:: Exercise text ::
■ ■ ■

I was attending EMNLP 2020 this year. It is an interesting experience attending such an academic conference virtually.
For me, one of the most exciting thing about EMNLP 2020 is the track called "Interpretability and Analysis of Models for NLP." According to the opening remarks, this track was introduced earlier in ACL 2020. And the submissions in this track almost doubled in EMNLP 2020. The following lists a few papers related to explainability that I found interesting and inspiring. However, this is nothing close to a complete list of all the good papers related to interpretability and explainability. The paper summaries below are my own understanding and opinion. They may be accurate :)
Authors: Pepa Atanasova, Jakob Grue Simonsen, Christina Lioma, Isabelle Augenstein
The paper compiles a list of diagnostic properties with automatic measurement
- Human Agreement. Degree of overlap between human-annotated saliency scores and the scores computed by an explainability technique \(E\) for a given model \(M\). Mean AP is used for measuring human agreement.
- Confidence Indication. A measure of the predictive power of a produced explanations for the confidence of a model on its predictions. First, the saliency distance (distance between the saliency scores of a predicted class \(k\) and the other classes \(K/k\)). The confidence score is regressed with linear regression to measure how well a model's confidence can be indicated from saliency values. The lower the mean-absolute error (MAE), the better the confidence indication is.

■ ■ ■

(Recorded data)
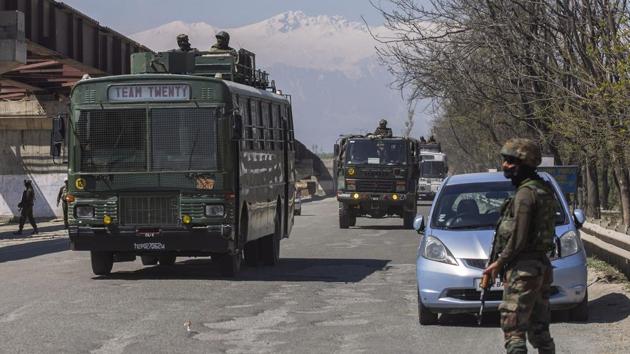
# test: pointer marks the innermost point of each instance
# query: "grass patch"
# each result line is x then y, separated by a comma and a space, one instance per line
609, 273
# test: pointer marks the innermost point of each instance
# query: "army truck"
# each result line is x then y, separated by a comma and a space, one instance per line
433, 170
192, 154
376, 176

■ ■ ■

:: Required tasks ::
1. In the EMNLP 2020 post, what measure is used to assess human agreement?
2. Reproduce the stretch of the EMNLP 2020 post from "For me, one" through "be accurate :)".

:: Responses by item number ::
1. Mean AP is used to measure human agreement.

2.
For me, one of the most exciting thing about EMNLP 2020 is the track called "Interpretability and Analysis of Models for NLP." According to the opening remarks, this track was introduced earlier in ACL 2020. And the submissions in this track almost doubled in EMNLP 2020. The following lists a few papers related to explainability that I found interesting and inspiring. However, this is nothing close to a complete list of all the good papers related to interpretability and explainability. The paper summaries below are my own understanding and opinion. They may be accurate :)